> _Given request_: Write the next part of the news story about Lasco Manufacturing's second-quarter profit, starting after its final sentence.

### Article

Published:Friday | October 28, 2016 | 12:00 AMSteven Jackson
Robert Parkins, managing director of Lasco Manufacturing Limited.

Lasco Manufacturing Limited posted a 45 per cent rise in net profit at $363 million for its second-quarter boosted by continued robust sales from its iCool beverage production line.

It resulted in earning per share hitting nine cents during the quarter compared with six cents a year earlier. Revenue rose to $2.2 billion for the September second-quarter or one-third higher than the $1.65 billion earned a year ago.

"Production at the liquid plant continues to grow steadily, and we will further increase our capacity to meet the overwhelming market demand for our iCool line of beverages, by ramping up production with the installation of additional equipment by the end of the financial year," said Managing Director Robert Parkins in a statement accompanying the financials.

"We continue to be optimistic and confident about the future for this product line with substantial profits to be realised," he said.

New products to be introduced

Over six months, the company made net profit of $587 million on revenues of $3.9 billion. This equated to earnings per share of 14 cents compared to 12 cents a year earlier.

Parkins also hinted that new products will be introduced by the end of the year in order to continue realising "significant sales and profits". The new dry plant at White Marl is now fully operational and, together with the existing Red Hills Road Dry Plant, recorded an increase of 24 per cent in profits over last year, added Parkins.

The company's balance sheet shows the value of fixed assets - property, plant and equipment - moving from $3.5 billion at the beginning of the financial year to $4.6 billion at the close of the second-quarter. This is due to approximately $1 billion of assets associated with both the liquid and dry plants being transferred during the period from work in progress as a result of continuing commissioning of these operations, Parkins said.

######
### Dataset rows

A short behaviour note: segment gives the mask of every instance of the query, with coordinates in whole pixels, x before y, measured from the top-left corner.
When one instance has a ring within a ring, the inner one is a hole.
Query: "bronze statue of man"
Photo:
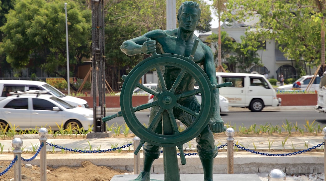
[[[193,61],[202,65],[212,84],[217,84],[214,57],[212,50],[204,44],[194,32],[199,21],[201,9],[196,2],[186,1],[179,8],[178,22],[179,27],[174,30],[156,30],[145,33],[141,36],[126,41],[120,48],[128,55],[137,54],[149,54],[156,51],[158,54],[170,53],[178,54],[185,57],[189,55],[195,40],[199,40]],[[169,66],[165,67],[164,75],[168,90],[172,86],[175,78],[179,75],[180,69]],[[191,76],[186,74],[175,92],[194,90],[195,81]],[[161,91],[160,84],[157,90]],[[212,132],[220,133],[225,130],[224,123],[219,112],[219,93],[218,89],[214,90],[214,108],[210,121],[200,134],[196,137],[197,150],[203,165],[204,179],[213,180],[214,160],[217,154],[217,148]],[[154,98],[155,100],[155,97]],[[178,100],[181,105],[198,112],[200,105],[195,95]],[[149,122],[153,120],[157,112],[157,106],[153,106],[151,110]],[[189,126],[195,119],[191,115],[177,109],[173,109],[176,119],[180,120],[186,127]],[[153,131],[162,134],[161,124],[158,124]],[[151,168],[153,162],[158,158],[160,153],[159,146],[146,143],[143,147],[144,165],[142,171],[136,180],[149,181]]]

######

> _Reply_:
In early October, at the annual general meeting, Lasco Manufacturers announced plans for another round of investment totalling US$10 million ($1.3 billion) for the ensuing financial year as the company ramps up exports. The company will spend US$5 million on expanding its building adding an additional 62,000 square feet then another US$5 million on the equipment to in order to triple capacity, according to chairman Lascelles Chin in his address to shareholders at the meeting.

With the increased investment, the company expects to double profits in two to three years. Lasco Manufacturing earned $826 million in net profit on $6.5 billion in revenues for its year end March 2016, or 34 per cent higher net profit year on year. The upgrade will allow for new products lines and increased output of iCool.

Sister company Lasco Distributors Limited now exports iCool to six countries in the region, with plans to enter Trinidad & Tobago, and Panama. The company plans to utilise the Massy Group to distribute its drink in T&T, while offering other products to other distributors. Lasco will also re-enter Haiti - which performed well on sales but poorly on receivables - but will only sell dry products in that market as liquid products attract a prohibitive 40 per cent duty.

Lasco asserted to shareholders that it is the number one company in its class in the Jamaican market and number two in Barbados as well as Guyana.